**DATA IN THIS EXERCISE:**

((

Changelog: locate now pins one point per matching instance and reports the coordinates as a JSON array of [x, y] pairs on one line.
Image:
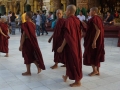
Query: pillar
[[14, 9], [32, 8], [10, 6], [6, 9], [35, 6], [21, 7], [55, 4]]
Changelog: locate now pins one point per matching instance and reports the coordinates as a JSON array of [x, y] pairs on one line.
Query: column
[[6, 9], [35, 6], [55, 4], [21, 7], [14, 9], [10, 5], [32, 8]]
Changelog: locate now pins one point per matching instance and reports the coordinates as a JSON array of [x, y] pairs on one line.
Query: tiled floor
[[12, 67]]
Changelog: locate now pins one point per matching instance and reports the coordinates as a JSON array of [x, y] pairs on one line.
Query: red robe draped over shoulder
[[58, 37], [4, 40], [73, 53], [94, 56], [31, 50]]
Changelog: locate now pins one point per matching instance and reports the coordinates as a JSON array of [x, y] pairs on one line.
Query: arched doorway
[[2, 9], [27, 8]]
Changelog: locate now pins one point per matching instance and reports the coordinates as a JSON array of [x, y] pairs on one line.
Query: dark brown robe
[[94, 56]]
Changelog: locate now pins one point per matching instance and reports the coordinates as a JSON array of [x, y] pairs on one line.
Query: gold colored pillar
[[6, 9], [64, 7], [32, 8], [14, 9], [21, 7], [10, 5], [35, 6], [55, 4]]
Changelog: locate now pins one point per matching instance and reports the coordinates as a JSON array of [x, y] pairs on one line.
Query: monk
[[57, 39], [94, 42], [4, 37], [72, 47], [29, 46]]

))

**DIRECTIONS:**
Please copy every line of the records above word for word, leaving out the picture.

**SOLUTION:**
Changelog: locate now pins one point per matching instance and reports the coordinates as a JSON array of [x, y] pairs on one line.
Image:
Query: pillar
[[14, 9], [32, 8], [10, 6], [6, 9], [35, 6], [21, 7], [55, 4]]
Changelog: locate now pins one point per matching instance and reports the coordinates as a JSON array of [x, y] pairs on one line.
Query: column
[[6, 9], [35, 6], [55, 4], [21, 7], [14, 9], [10, 5], [32, 8]]
Changelog: locate now pins one point per matching instance and reports the coordinates as a JSON array of [x, y] pairs on one line.
Query: tiled floor
[[12, 67]]
Changelog: locate now pins one point per matching instance and reports the coordinates as a JSON array of [x, y] pairs on one line.
Query: red robe draped over shoulder
[[58, 37], [4, 40], [73, 53], [94, 56], [31, 50]]
Changelog: locate now pins one point per matching instance and reports the coordinates as a JSON array of [x, y] pairs on one line.
Query: arched doorway
[[2, 9], [27, 8]]
Changelog: locate now pins one point per matching instance and reports the coordinates as a JSON array of [x, y] pairs on one line.
Query: dark brown robe
[[94, 56]]
Changelog: locate now pins one point per matching instance and reports the coordinates as a JSON array of [x, y] pairs on one line.
Query: gold colored pillar
[[6, 9], [64, 7], [32, 8], [14, 9], [21, 7], [10, 5], [35, 6], [55, 4]]
Changelog: locate now pins one point per matching instance and reports the coordinates as a JSON array of [x, y] pairs on one line.
Query: monk
[[57, 39], [94, 42], [4, 37], [72, 47], [29, 46]]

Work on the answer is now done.